##### Recorded information

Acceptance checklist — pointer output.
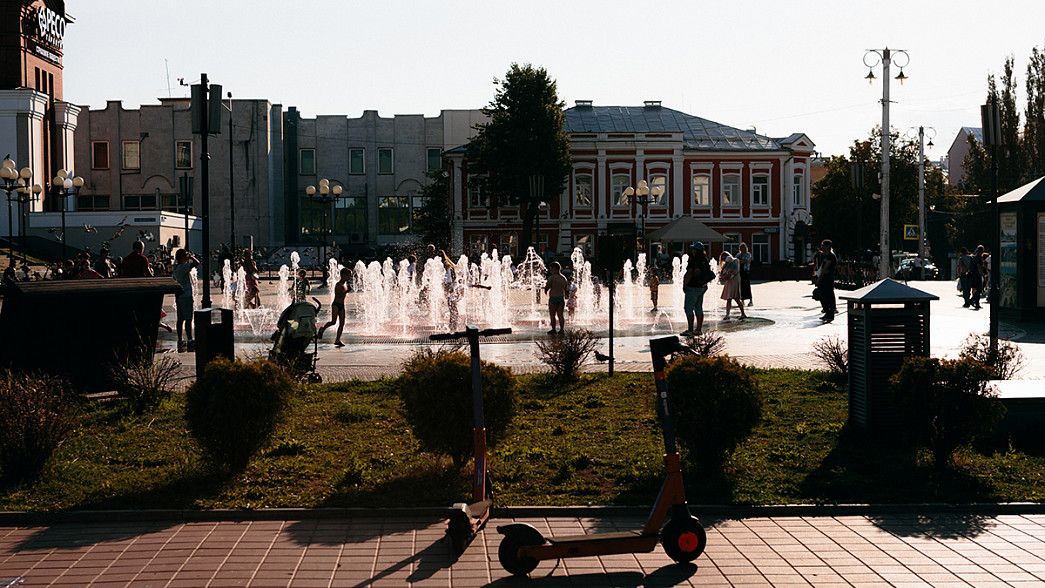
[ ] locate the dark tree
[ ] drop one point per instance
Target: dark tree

##########
##### Recorded information

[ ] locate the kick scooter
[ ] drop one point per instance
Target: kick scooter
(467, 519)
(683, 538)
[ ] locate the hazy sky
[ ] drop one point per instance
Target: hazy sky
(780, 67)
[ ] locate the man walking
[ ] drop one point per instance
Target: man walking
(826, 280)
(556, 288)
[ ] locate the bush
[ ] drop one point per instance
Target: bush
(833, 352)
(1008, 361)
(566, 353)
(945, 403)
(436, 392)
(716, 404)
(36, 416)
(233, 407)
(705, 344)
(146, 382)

##########
##### Recorded information

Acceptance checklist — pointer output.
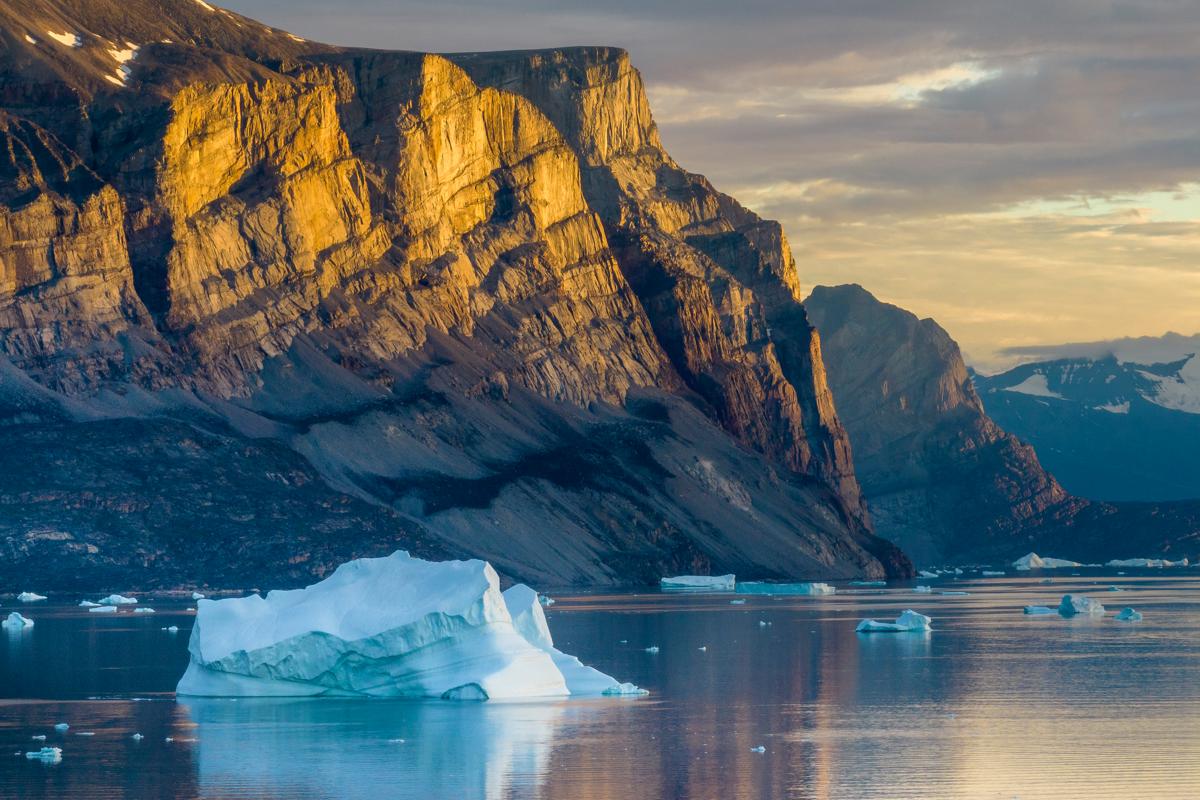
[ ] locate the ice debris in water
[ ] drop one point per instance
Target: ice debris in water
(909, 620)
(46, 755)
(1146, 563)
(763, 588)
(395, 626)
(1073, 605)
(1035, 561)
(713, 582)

##########

Exercise requirements:
Where the string "tree" occurs in a line of the listing, copy the line.

Task solution:
[ ] locate the dark tree
Target: dark tree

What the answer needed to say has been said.